*TO DO:* Go through the listing and copy every line word for word.

Entries from a pointing dataset:
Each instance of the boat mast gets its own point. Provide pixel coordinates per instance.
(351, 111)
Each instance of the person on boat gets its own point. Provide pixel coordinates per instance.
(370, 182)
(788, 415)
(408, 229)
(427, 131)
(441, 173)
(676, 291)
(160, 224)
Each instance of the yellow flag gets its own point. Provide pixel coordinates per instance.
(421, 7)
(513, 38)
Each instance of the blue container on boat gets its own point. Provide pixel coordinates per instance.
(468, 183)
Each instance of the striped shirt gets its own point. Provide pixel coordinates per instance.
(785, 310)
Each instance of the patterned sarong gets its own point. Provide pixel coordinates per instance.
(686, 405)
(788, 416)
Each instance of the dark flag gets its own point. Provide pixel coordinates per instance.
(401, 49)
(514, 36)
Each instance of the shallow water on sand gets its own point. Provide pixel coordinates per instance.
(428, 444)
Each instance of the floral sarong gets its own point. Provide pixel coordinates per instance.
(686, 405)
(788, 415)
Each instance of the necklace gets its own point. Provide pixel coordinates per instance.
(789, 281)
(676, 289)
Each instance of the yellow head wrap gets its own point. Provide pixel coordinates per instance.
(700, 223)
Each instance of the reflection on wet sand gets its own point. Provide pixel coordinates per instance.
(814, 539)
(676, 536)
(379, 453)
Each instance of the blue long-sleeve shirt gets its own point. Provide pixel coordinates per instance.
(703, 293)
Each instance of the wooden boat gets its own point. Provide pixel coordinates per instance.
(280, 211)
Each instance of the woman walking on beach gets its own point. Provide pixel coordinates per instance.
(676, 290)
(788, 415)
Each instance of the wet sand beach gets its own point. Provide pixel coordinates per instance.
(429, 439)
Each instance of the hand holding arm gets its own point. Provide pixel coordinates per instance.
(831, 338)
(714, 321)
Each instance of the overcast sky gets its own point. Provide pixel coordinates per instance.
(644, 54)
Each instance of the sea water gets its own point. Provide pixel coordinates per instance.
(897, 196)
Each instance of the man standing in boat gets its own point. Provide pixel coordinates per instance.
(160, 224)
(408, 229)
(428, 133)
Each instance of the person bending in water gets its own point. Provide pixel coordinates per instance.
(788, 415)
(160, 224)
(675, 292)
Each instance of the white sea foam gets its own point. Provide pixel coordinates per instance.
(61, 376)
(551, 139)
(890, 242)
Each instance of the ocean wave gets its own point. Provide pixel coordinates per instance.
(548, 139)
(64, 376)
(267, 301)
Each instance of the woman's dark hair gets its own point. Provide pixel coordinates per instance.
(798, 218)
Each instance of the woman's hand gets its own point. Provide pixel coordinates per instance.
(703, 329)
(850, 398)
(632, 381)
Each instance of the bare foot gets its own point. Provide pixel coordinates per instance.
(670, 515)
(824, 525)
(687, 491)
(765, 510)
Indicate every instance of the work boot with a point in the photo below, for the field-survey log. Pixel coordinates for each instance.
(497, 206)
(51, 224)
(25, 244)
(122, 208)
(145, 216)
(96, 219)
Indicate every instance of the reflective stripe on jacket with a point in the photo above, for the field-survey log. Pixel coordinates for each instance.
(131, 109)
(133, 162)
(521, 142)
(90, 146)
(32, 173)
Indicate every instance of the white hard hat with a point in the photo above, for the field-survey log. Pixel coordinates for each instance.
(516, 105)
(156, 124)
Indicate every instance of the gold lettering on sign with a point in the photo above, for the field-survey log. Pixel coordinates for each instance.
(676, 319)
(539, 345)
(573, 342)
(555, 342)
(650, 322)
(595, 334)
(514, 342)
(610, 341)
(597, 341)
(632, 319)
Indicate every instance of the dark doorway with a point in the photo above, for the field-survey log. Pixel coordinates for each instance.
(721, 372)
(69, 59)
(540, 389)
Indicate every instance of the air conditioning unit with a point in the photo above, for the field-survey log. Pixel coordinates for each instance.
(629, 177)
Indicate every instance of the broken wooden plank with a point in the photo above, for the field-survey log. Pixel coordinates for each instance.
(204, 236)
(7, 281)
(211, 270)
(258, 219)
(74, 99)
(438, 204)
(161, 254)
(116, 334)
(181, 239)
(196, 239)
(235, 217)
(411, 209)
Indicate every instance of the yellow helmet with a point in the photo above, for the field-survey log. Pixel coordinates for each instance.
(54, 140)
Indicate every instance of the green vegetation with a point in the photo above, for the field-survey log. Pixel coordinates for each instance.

*TASK SOLUTION:*
Each instance of the boat mast gets its own point. Provide pixel coordinates per instance.
(351, 111)
Each instance of the person on boat gets its own point. Provide pixel coordinates per instance.
(370, 182)
(788, 415)
(408, 229)
(427, 131)
(441, 173)
(676, 291)
(160, 224)
Each instance of the yellow flag gets its own point. Provide pixel coordinates per instance.
(421, 7)
(513, 38)
Each instance of the blue container on boat gets its own point. Provide pixel coordinates per instance.
(468, 183)
Each instance of the striped shirt gets its own point. Provide pixel coordinates per instance.
(785, 310)
Each instance of the patterned sarong gets its own point. Provide pixel coordinates per instance.
(686, 405)
(788, 416)
Each instance of the dark flag gets its own point. Provide pixel coordinates per instance.
(401, 49)
(514, 36)
Each instance of the shallow water on sand gets its own point. Provide pixel coordinates per instance.
(428, 444)
Each instance of the floral sarong gets its own point. Provide pixel coordinates per instance.
(686, 405)
(788, 415)
Each instance of the necklace gets its own point. Provide pixel coordinates per instance.
(789, 281)
(676, 289)
Each instance of the yellow head wrap gets its own point. Provide pixel coordinates per instance.
(700, 223)
Each instance of the reflection on wet sand gets its own point. Provide pixel coordinates per instance.
(814, 539)
(676, 536)
(379, 453)
Each instance of the blue long-sleeve shirt gets its own point. Provide pixel coordinates per instance.
(703, 293)
Each instance of the wooden boat gets its own point. Provide pixel coordinates per instance.
(280, 211)
Each instance of the woman walking on beach gets its own point. Provide pixel coordinates per instance.
(676, 290)
(788, 415)
Each instance of the wet sand beach gets its own point. Provide pixel coordinates per instance.
(429, 439)
Each instance of the hand holding arm gets its own point. Provide pixel coordinates per instance.
(831, 338)
(714, 321)
Each instance of the overcast sky gets its own point. Provide pixel coordinates per instance.
(644, 54)
Each instance of the sea water gets its own point. Provide pixel coordinates per instance.
(897, 196)
Each instance of the man standing in boat gets its own point. Provide pixel coordinates per instance.
(160, 224)
(408, 229)
(428, 133)
Each instance of the person bending in water gets its own point. Provide pixel coordinates per instance.
(788, 415)
(160, 224)
(675, 292)
Each instance of the white sea foam gets its own point. Provide pixel coordinates per instance.
(61, 376)
(551, 139)
(890, 242)
Each instance of the ocean wave gets its own point. Provide pixel coordinates per instance.
(548, 139)
(64, 376)
(267, 301)
Each instance of the woman's dark hair gets its own point. Provide pixel coordinates per instance.
(798, 218)
Each instance of the woman's hand gets its own point. Provide pixel coordinates per instance.
(703, 329)
(850, 398)
(632, 381)
Each instance of the bare foot gets its own point. Provide pixel coordinates per instance.
(670, 515)
(824, 525)
(687, 491)
(765, 510)
Indicate every instance of the work boot with a point in the photo below, for the field-survey log. Pixel coordinates for each instance.
(497, 206)
(51, 224)
(25, 244)
(122, 208)
(145, 216)
(96, 219)
Indicate every instance of the reflective stripe on jacket with a point in the photo above, for the field-survey log. Pixel coordinates for each instance.
(131, 109)
(133, 162)
(521, 142)
(90, 146)
(32, 173)
Indicate every instance of the white hard hat with a point in the photo above, for the field-survey log. Pixel coordinates for each instance.
(516, 105)
(156, 124)
Indicate every instance of the gold lettering on sign with a point in the photo above, for the field-survey log. Pixel coordinates for each instance.
(676, 319)
(539, 345)
(573, 342)
(555, 342)
(650, 322)
(595, 334)
(514, 342)
(610, 341)
(597, 341)
(632, 319)
Indicate every instance of the dark doorway with a point in the photo above, for the field-survey log. Pixel coordinates for each instance.
(721, 372)
(69, 59)
(540, 389)
Indicate every instance of the air conditioning unit with a point in the photo above, for the field-survey log. Pixel coordinates for each instance.
(629, 177)
Indicate every instance of the broken wooden plank with a point in the photo above, for the field-survey log. Pixel coordinates for each instance.
(204, 236)
(7, 281)
(211, 270)
(258, 219)
(74, 99)
(438, 204)
(161, 254)
(116, 334)
(181, 239)
(196, 239)
(235, 217)
(411, 209)
Indicate every instance of the yellow helmet with a point in the photo above, for the field-survey log. Pixel coordinates for each instance.
(54, 140)
Indicate every instance of the green vegetation with a point in the photo above, for the field-survey log. Pixel coordinates for each instance.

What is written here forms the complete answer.